(Data records)
* * * * *

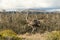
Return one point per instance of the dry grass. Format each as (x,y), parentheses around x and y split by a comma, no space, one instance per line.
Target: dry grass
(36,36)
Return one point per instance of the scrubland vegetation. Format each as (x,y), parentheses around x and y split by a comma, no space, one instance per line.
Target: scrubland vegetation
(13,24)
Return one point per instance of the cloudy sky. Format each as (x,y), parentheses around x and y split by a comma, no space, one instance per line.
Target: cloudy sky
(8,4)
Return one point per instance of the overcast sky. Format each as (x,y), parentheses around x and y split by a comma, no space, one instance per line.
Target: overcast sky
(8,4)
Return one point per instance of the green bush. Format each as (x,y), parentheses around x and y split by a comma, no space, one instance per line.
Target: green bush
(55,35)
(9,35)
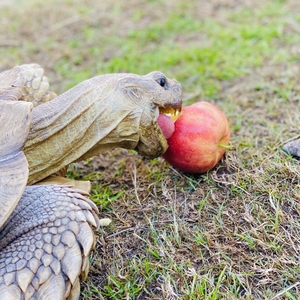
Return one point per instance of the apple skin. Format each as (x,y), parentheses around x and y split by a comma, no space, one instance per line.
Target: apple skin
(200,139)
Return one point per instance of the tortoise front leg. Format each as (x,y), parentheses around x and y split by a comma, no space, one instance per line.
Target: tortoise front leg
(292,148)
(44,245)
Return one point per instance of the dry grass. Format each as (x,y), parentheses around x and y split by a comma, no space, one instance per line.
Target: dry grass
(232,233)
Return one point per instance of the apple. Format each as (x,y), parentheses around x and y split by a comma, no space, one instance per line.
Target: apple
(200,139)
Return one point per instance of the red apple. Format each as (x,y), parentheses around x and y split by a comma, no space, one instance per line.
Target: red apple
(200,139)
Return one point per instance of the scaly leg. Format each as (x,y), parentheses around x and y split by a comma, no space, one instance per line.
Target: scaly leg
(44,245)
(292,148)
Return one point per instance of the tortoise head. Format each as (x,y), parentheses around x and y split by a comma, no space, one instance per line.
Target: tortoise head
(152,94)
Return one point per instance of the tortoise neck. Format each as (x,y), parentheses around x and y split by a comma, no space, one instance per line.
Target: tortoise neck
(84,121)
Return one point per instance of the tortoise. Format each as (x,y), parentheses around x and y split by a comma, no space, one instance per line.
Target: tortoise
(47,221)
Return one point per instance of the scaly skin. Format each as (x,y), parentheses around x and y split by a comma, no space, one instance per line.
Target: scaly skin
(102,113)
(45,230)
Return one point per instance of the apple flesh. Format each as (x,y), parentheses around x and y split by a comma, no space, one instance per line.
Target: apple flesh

* * * * *

### [ASSIGNMENT]
The copy you produce must repeat all the entries exactly and contain no pictures.

### [TASK OUTPUT]
Return one point per instance of the dry grass. Format each as (x,y), parentheses around x and y split by a comma, no space, one instance per line.
Target: dry grass
(36,36)
Return one point per instance of the scrubland vegetation. Format each as (x,y), parentheses around x and y split by a comma, no space, one instance per line.
Target: scrubland vegetation
(13,24)
Return one point per instance of the cloudy sky. Format each as (x,y), parentheses around x and y split by a comma, no space, one instance per line.
Target: cloudy sky
(8,4)
Return one point per instance of the overcast sky. Format each as (x,y), parentheses around x and y split by a comma, no space, one instance per line.
Target: overcast sky
(8,4)
Return one point per instance of the green bush. Format each as (x,y), parentheses around x and y split by a comma, no space, one instance per line.
Target: green bush
(55,35)
(9,35)
Return one point per instance of the apple skin. Format each as (x,y), parentheses around x and y split by a comma, no space, one instance per line.
Target: apple skin
(200,139)
Return one point per instance of the tortoise front leg. Format each as (x,y), parentheses around x and y split by a comma, no space, one instance per line.
Target: tortoise front leg
(292,148)
(44,245)
Return one point per instance of the dry grass. Format each as (x,y), parentheses around x and y split by a comma, no space, one instance per line.
Target: dry grass
(232,233)
Return one point per instance of the apple. Format each as (x,y), parentheses around x and y split by a comma, no space, one instance per line.
Target: apple
(200,139)
Return one point per instance of the red apple. Format each as (x,y), parentheses around x and y split by a comma, no space, one instance per line.
Target: red apple
(200,139)
Return one point per instance of the scaly leg. Format each as (x,y), parentheses around x and y split by a comma, no space, one instance per line.
Target: scaly leg
(44,245)
(292,148)
Return one point per instance of the tortoise head. Format each as (x,y), parentheses around x and y split by a comma, no space, one instance per line.
Target: tortoise head
(152,94)
Return one point per instance of the tortoise neck. Format each as (x,y), parentheses around x and y split by a comma, no space, one instance per line.
Target: tortoise neck
(84,121)
Return one point per instance of the tortoise. Format each as (x,y), parentheses around x and y split by a comma, no space, one instance per line.
Target: tortoise
(47,221)
Return one point per instance of the scaly skin. Format each as (x,y), parentheses around x and y split by a comma, no space, one instance per line.
Target: scaly skin
(102,113)
(45,230)
Return one point per instance of the apple flesh. Format each as (x,y), parentheses around x and y split by a comma, no space, one instance per line.
Target: apple flesh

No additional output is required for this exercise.